Boundary annotation records:
[start]

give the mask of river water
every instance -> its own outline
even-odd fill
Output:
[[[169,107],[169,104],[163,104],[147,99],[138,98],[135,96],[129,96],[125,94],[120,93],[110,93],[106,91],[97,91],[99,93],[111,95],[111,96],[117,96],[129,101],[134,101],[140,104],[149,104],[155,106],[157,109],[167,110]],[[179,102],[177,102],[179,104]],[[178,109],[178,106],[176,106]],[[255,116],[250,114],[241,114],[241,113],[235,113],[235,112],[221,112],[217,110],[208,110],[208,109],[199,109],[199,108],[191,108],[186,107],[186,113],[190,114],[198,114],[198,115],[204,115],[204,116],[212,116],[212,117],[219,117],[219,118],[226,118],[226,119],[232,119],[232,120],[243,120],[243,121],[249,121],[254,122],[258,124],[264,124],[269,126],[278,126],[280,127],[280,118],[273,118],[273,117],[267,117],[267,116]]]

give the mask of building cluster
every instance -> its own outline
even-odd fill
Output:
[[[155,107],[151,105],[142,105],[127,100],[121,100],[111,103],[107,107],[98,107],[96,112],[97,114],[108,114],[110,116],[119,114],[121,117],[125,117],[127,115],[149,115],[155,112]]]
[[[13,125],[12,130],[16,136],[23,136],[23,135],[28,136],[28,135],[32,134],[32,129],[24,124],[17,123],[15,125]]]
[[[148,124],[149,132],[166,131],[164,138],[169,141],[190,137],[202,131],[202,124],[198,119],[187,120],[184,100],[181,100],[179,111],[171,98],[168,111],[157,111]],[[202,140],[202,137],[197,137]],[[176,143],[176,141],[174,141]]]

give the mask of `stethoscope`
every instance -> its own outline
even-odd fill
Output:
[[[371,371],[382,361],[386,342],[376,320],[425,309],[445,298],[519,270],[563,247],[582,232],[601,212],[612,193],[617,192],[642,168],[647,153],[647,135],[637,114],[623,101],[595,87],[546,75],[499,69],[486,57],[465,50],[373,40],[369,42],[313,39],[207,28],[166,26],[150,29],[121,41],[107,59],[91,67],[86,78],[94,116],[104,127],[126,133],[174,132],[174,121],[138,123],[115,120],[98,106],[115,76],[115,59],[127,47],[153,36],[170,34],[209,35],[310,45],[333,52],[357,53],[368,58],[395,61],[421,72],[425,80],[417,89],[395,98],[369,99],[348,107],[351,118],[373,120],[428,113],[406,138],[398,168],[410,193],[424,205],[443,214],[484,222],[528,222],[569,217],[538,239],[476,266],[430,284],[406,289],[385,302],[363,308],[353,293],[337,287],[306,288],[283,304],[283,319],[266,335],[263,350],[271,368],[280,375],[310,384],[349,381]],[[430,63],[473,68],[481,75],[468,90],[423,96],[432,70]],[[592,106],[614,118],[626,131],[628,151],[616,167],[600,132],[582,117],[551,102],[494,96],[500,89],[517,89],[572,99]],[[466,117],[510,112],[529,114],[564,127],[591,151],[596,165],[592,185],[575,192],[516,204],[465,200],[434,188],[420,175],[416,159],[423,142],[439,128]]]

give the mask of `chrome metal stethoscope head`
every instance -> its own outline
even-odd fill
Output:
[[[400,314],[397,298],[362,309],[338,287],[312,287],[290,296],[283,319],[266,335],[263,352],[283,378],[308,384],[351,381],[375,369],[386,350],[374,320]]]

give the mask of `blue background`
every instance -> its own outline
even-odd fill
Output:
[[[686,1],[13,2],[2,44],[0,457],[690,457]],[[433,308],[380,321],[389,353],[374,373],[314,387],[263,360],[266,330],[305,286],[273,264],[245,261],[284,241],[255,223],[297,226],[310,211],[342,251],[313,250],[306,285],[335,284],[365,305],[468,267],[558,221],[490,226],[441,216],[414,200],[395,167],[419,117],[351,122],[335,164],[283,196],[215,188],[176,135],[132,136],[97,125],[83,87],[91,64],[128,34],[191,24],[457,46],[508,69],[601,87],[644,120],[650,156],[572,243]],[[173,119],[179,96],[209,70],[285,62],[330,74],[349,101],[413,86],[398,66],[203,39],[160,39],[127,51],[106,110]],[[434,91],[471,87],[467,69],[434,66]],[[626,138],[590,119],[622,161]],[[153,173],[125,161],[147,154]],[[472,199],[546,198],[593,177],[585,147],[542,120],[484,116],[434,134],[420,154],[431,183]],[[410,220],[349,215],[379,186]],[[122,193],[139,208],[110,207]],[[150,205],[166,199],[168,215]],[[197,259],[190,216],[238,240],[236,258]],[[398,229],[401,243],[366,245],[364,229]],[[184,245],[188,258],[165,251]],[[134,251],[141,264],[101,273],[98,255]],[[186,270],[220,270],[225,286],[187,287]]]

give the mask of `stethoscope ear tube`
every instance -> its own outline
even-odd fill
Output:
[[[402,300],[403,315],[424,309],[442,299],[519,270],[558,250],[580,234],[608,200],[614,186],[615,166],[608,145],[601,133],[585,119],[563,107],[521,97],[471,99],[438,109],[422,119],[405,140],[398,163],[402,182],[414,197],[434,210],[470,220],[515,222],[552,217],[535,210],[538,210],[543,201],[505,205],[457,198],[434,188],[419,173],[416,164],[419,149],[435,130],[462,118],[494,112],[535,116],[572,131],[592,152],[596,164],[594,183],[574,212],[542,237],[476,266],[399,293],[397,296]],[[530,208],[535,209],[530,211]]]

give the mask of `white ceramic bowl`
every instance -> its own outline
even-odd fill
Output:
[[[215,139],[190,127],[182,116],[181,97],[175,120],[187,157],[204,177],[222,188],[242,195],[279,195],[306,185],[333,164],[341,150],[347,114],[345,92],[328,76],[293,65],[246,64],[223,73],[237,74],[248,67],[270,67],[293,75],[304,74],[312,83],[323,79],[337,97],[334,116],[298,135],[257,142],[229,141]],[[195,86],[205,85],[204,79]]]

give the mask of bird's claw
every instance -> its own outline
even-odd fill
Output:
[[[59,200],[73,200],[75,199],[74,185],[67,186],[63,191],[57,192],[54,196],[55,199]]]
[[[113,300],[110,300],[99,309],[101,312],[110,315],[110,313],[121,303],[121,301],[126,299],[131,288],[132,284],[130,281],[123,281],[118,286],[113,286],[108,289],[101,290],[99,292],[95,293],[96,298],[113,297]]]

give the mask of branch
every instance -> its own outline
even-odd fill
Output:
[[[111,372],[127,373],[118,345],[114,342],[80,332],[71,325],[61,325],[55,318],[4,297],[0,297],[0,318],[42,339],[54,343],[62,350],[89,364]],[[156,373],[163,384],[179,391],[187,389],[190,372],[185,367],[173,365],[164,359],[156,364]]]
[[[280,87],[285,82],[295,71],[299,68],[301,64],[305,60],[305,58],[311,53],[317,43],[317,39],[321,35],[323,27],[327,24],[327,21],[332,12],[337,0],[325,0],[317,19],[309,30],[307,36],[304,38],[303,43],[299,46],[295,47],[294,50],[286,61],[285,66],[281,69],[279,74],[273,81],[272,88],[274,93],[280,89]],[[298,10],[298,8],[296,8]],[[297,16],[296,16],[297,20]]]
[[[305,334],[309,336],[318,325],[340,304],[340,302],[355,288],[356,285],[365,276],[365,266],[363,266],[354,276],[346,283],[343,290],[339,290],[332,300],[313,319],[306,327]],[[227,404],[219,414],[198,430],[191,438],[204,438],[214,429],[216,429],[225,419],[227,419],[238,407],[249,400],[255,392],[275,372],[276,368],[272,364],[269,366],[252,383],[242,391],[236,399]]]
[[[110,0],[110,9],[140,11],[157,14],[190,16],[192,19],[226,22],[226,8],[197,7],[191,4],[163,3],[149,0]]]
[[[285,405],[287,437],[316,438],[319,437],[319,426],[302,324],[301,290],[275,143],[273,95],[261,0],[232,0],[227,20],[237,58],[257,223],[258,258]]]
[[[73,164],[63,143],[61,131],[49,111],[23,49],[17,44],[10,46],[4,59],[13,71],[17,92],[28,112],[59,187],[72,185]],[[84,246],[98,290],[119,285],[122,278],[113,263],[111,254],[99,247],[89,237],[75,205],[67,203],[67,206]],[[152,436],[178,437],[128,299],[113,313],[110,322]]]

[end]

» What to do
Please quote exactly the lines from the one containing "give the mask of bird's claw" through the last line of the records above, both included, and nothing else.

» Task solution
give the mask of bird's claw
every instance -> its own outline
even-odd fill
Output:
[[[59,200],[73,200],[75,199],[74,185],[67,186],[63,191],[57,192],[54,196],[55,199]]]
[[[113,300],[110,300],[99,309],[101,312],[110,315],[110,313],[121,303],[121,301],[126,299],[131,288],[132,284],[130,281],[123,281],[118,286],[113,286],[108,289],[101,290],[99,292],[95,293],[96,298],[113,297]]]

give the mask of branch
every instance -> its own outline
even-odd fill
Output:
[[[111,372],[127,373],[118,345],[114,342],[80,332],[71,325],[61,325],[55,318],[4,297],[0,297],[0,318],[42,339],[54,343],[62,350],[89,364]],[[156,373],[163,384],[179,391],[187,389],[190,372],[185,367],[173,365],[164,359],[156,364]]]
[[[280,87],[285,82],[295,71],[299,68],[301,64],[305,60],[305,58],[311,53],[317,43],[317,39],[321,35],[323,27],[327,24],[327,21],[332,12],[337,0],[325,0],[317,19],[309,30],[307,36],[304,38],[303,43],[299,46],[295,47],[294,50],[286,61],[285,66],[281,69],[279,74],[273,81],[272,88],[274,93],[280,89]],[[298,10],[298,8],[296,8]],[[297,16],[296,16],[297,20]]]
[[[305,334],[309,336],[318,325],[340,304],[340,302],[355,288],[356,285],[365,276],[365,266],[363,266],[354,276],[346,283],[343,290],[339,290],[332,300],[313,319],[306,327]],[[227,404],[219,414],[198,430],[191,438],[204,438],[214,429],[216,429],[225,419],[227,419],[238,407],[249,400],[255,392],[275,372],[276,368],[272,364],[269,366],[252,383],[242,391],[236,399]]]
[[[110,0],[110,9],[140,11],[157,14],[190,16],[192,19],[226,22],[226,8],[197,7],[191,4],[163,3],[149,0]]]
[[[285,405],[287,437],[316,438],[319,437],[319,426],[302,324],[301,290],[275,143],[273,95],[261,0],[232,0],[227,20],[237,58],[257,223],[258,258]]]
[[[73,164],[63,143],[61,131],[49,111],[23,49],[17,44],[10,46],[4,59],[13,71],[17,92],[28,112],[59,187],[72,185]],[[84,246],[98,290],[119,285],[122,278],[113,263],[111,254],[99,247],[89,237],[75,205],[67,203],[67,206]],[[152,436],[178,437],[128,299],[113,313],[110,322]]]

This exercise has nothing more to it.